= ABOUT THIS TASK =
Output the data word for word. Begin at its first line and end at the line with "box: [420, 697, 502, 734]".
Top of AVAILABLE DATA
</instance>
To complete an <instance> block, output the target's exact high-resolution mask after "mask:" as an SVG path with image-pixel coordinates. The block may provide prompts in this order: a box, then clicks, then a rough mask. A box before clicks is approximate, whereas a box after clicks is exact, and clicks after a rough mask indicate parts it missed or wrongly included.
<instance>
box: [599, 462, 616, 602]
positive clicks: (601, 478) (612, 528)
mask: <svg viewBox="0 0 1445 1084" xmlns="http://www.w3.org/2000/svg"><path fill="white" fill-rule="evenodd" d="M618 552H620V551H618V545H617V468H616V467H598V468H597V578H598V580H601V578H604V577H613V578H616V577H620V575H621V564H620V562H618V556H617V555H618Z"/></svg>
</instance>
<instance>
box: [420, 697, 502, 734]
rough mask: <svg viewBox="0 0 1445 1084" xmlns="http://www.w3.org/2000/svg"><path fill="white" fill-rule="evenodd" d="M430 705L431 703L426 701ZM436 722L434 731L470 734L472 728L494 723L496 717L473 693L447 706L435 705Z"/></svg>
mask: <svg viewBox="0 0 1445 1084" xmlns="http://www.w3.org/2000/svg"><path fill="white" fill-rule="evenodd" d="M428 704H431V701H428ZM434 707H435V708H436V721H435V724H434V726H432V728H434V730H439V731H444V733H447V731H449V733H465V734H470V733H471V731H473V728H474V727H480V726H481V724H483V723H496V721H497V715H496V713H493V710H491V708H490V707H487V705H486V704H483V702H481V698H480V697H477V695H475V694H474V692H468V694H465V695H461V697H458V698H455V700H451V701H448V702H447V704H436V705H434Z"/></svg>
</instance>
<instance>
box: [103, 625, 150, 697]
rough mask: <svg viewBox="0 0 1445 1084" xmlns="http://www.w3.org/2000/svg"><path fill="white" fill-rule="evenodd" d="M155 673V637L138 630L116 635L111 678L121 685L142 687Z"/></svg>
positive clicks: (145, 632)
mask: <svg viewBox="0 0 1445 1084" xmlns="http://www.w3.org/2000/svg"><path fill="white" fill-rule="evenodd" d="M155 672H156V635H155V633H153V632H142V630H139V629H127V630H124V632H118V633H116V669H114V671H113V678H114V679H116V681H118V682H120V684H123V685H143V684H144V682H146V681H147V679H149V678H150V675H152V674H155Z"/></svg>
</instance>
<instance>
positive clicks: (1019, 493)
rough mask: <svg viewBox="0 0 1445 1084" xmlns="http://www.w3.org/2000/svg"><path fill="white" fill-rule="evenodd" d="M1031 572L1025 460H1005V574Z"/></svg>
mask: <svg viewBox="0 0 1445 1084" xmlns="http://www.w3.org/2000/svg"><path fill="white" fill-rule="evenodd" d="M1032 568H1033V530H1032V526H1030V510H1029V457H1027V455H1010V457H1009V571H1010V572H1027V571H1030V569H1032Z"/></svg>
Bottom of AVAILABLE DATA
= ANSWER FOR THE TASK =
</instance>
To complete an <instance> block, output the target's exact high-resolution mask after "mask:" as an SVG path with image-pixel coordinates. The block may provide prompts in this order: a box, then clicks, then a rough mask. A box before clicks is approximate, whereas a box after clicks is exact, and clicks after a rough mask indicate parts it missed or wrongly included.
<instance>
box: [599, 462, 616, 602]
positive clicks: (601, 478) (612, 528)
mask: <svg viewBox="0 0 1445 1084" xmlns="http://www.w3.org/2000/svg"><path fill="white" fill-rule="evenodd" d="M618 552H620V551H618V545H617V468H616V467H598V468H597V578H598V580H601V578H604V577H613V578H616V577H620V575H621V564H620V562H618V556H617V555H618Z"/></svg>
</instance>
<instance>
box: [420, 697, 502, 734]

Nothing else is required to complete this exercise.